*** Records provided ***

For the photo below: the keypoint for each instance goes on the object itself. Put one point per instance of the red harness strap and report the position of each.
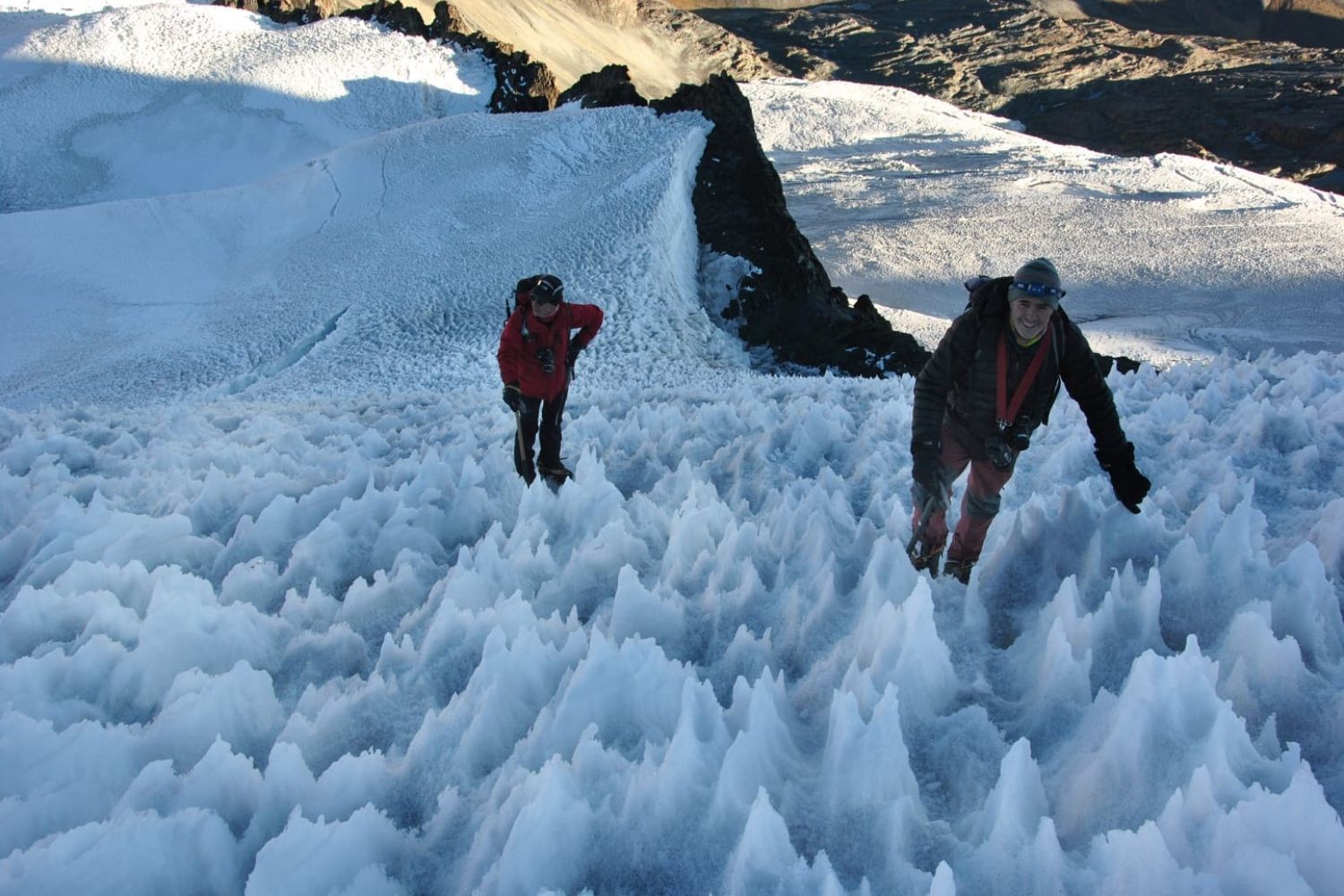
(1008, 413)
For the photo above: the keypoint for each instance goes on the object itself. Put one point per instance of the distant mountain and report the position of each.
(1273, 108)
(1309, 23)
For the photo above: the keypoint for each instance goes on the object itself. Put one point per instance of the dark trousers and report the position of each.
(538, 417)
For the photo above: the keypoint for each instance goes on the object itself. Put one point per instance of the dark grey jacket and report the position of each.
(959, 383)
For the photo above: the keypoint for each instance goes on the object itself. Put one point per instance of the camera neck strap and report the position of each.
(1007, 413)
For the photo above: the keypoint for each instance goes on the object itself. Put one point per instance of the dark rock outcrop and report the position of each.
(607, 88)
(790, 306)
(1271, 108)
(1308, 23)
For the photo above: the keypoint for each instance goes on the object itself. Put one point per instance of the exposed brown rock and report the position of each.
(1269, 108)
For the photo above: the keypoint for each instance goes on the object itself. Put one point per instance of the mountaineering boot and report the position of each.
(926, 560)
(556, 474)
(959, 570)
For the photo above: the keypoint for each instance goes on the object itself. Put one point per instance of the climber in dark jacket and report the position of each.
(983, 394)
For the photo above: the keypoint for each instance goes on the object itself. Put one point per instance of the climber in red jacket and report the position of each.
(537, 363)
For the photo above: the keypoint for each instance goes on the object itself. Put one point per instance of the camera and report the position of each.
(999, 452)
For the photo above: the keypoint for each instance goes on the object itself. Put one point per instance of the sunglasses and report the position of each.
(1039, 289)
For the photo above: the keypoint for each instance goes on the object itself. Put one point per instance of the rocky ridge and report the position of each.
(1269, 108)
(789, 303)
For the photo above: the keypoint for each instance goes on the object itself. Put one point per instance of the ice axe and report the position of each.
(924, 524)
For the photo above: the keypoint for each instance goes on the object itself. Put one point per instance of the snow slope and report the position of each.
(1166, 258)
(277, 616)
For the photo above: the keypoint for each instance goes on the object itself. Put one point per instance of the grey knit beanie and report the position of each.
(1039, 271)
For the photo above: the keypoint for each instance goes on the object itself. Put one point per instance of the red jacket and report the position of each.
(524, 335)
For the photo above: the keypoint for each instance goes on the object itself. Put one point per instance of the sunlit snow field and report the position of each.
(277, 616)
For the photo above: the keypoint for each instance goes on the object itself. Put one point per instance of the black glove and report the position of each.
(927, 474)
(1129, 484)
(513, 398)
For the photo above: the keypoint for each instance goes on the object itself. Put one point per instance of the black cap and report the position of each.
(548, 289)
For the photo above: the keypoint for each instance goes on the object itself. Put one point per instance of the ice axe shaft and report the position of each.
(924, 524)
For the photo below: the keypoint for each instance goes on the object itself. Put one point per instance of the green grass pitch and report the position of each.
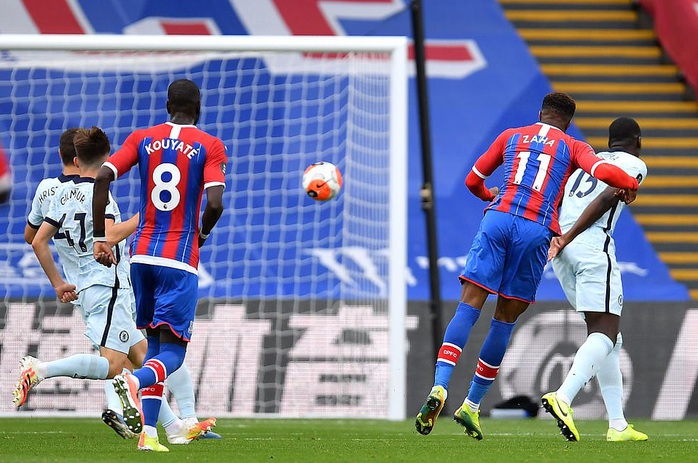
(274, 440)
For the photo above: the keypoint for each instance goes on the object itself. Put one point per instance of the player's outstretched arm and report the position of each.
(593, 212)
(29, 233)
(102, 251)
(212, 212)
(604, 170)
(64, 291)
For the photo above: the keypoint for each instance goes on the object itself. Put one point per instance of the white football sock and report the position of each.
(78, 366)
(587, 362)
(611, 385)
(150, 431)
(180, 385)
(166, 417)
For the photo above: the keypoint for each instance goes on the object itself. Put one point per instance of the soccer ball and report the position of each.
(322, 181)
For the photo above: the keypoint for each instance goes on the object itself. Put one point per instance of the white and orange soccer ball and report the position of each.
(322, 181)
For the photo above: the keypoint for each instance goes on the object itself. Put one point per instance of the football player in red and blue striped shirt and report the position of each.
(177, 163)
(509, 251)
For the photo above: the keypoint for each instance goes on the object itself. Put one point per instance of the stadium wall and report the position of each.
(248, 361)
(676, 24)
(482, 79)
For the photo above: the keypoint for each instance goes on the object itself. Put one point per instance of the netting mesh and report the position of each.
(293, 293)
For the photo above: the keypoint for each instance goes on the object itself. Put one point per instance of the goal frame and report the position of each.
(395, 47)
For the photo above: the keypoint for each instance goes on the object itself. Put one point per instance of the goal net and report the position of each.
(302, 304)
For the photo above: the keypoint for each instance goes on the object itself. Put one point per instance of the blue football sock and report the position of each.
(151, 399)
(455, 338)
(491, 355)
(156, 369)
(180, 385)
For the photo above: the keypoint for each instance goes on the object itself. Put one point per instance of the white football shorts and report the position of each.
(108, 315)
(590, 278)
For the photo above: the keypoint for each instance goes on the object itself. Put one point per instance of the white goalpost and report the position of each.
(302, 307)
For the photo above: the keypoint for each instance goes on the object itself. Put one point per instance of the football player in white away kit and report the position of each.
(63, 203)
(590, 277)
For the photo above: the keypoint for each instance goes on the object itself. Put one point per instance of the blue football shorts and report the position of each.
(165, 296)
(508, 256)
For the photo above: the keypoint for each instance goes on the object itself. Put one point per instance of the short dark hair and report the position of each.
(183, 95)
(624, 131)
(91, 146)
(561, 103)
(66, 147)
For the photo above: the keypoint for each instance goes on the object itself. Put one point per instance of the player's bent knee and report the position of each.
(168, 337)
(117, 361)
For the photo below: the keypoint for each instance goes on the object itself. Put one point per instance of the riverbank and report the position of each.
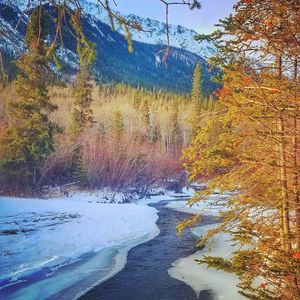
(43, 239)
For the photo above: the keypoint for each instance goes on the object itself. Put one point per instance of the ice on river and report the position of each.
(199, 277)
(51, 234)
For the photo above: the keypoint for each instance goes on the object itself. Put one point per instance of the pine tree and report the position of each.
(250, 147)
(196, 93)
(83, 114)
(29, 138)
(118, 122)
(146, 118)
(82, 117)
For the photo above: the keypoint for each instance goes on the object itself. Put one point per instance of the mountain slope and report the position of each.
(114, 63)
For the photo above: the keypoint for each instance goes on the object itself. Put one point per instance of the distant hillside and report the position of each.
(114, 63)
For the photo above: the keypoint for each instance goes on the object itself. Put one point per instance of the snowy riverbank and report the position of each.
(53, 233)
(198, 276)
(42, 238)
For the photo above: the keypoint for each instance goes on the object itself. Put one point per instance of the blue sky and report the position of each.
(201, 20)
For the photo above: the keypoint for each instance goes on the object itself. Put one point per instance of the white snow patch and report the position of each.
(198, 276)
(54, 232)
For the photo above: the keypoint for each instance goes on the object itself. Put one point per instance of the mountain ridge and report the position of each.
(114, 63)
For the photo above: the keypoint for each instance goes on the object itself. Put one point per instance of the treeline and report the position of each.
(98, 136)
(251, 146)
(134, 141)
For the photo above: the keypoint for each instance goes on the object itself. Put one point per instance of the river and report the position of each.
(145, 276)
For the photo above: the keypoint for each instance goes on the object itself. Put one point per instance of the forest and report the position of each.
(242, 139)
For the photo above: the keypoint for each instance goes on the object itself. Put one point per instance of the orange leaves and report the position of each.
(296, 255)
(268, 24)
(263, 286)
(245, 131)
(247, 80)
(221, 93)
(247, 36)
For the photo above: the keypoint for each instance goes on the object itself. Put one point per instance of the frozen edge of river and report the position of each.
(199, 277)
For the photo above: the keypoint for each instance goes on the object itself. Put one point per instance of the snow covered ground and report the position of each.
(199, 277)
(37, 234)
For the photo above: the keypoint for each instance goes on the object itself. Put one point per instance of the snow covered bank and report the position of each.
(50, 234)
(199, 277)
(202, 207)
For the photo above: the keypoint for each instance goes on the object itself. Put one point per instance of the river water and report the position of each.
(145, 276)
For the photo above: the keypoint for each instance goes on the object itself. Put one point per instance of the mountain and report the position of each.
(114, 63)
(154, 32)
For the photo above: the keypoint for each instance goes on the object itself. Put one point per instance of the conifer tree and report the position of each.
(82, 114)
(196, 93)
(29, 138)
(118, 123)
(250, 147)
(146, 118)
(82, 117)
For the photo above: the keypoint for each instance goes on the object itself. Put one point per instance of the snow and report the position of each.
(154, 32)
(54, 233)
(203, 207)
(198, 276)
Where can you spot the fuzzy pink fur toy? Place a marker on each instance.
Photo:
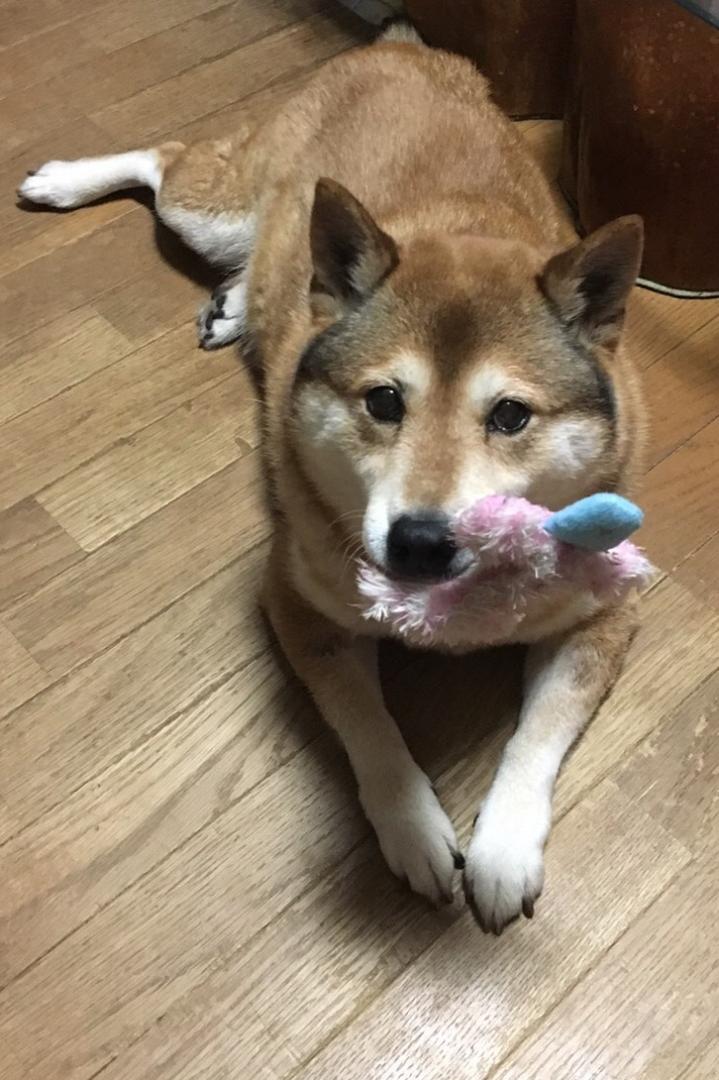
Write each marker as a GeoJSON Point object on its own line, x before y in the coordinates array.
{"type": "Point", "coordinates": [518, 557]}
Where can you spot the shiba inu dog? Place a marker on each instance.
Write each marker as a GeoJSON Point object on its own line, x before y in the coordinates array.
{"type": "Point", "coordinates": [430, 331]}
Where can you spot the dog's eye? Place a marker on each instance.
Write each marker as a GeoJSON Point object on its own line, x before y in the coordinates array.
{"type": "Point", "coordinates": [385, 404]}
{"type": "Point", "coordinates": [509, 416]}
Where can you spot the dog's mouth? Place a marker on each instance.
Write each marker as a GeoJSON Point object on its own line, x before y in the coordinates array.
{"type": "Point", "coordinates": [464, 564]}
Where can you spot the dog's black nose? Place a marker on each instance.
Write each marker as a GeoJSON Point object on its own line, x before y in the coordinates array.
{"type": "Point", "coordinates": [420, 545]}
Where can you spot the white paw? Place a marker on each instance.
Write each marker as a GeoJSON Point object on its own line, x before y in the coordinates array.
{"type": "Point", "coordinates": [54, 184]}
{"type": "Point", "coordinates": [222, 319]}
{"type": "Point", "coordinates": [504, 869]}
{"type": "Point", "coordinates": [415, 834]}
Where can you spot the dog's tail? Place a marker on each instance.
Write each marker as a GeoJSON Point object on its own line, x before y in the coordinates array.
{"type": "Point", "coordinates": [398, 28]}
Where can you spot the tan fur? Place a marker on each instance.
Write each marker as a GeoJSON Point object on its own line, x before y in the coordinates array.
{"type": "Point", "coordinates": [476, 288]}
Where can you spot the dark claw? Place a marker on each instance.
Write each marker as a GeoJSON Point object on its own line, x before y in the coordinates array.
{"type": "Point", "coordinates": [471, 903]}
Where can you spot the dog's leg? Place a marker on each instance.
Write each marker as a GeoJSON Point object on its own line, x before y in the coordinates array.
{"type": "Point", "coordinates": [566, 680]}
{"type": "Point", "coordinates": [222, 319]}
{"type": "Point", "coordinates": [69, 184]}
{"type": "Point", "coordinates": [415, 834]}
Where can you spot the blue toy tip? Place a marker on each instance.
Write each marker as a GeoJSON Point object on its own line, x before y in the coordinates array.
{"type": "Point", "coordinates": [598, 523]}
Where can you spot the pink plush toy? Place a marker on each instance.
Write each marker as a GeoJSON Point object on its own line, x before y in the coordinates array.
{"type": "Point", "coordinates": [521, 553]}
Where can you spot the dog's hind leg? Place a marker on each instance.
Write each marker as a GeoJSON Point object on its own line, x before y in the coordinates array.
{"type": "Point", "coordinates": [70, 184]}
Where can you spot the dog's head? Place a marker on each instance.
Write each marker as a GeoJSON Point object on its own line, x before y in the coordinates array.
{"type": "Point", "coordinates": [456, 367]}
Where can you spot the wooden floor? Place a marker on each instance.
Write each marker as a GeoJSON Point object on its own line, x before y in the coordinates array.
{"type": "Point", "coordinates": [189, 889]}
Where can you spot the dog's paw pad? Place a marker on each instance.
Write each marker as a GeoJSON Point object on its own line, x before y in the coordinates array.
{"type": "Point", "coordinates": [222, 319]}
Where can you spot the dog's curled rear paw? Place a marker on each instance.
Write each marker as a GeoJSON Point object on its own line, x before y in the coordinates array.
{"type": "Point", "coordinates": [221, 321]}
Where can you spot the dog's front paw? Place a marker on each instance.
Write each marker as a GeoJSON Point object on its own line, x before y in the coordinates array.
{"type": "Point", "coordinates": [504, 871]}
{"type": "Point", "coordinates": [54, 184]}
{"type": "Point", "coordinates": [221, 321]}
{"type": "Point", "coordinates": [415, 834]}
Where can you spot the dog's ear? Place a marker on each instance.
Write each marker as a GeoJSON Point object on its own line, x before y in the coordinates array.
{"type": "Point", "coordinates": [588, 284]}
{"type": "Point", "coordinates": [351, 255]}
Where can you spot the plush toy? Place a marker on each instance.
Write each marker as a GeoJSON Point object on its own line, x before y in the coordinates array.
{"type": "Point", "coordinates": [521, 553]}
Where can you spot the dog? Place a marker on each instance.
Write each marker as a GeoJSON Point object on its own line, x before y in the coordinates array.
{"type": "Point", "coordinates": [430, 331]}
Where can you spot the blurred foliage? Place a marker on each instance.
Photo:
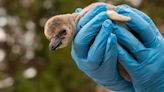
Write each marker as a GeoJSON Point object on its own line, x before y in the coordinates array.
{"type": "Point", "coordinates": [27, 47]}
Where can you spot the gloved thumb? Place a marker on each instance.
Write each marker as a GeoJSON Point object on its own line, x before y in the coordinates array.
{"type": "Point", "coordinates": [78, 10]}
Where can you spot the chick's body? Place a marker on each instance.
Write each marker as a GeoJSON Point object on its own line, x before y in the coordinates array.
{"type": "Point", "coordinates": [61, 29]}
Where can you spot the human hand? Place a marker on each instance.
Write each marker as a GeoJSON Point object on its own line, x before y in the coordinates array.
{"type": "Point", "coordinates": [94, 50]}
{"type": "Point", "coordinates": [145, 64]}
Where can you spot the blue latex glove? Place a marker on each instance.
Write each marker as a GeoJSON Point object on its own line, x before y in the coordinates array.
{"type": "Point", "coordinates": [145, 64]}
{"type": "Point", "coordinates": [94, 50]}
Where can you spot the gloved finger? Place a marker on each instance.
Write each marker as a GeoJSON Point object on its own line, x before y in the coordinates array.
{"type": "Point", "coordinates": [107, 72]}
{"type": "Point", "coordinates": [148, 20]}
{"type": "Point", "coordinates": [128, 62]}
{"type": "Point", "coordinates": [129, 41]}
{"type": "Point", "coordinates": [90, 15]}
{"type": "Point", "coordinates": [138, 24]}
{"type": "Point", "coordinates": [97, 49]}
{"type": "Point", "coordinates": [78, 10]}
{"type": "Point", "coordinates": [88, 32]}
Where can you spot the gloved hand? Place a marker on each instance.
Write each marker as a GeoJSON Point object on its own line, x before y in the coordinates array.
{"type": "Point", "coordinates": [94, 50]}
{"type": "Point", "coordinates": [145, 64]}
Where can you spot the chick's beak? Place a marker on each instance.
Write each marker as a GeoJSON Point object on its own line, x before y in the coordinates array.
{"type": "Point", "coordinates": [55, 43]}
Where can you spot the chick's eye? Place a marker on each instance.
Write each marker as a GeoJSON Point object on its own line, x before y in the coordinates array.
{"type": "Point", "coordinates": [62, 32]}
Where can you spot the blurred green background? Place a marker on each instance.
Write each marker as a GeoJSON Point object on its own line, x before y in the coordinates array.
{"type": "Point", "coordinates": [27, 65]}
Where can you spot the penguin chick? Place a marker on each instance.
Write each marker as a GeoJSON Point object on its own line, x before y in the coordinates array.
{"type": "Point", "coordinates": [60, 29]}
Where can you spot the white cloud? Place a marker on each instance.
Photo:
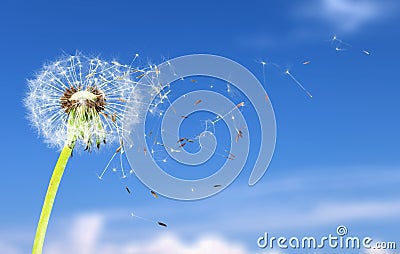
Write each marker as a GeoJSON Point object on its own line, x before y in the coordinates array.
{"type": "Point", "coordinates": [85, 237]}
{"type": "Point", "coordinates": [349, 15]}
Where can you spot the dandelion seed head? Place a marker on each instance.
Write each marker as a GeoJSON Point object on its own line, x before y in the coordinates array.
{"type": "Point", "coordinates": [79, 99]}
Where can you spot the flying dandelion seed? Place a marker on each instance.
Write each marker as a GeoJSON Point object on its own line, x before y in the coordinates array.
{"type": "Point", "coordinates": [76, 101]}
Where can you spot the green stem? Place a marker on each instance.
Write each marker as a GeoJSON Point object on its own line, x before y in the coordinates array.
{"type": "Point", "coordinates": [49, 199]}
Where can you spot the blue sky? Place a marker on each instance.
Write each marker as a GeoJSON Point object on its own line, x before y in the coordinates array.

*** End of Records provided ***

Work required: For the word "seed", tally the lines above that hold it and answer with the number alone.

Solution: 2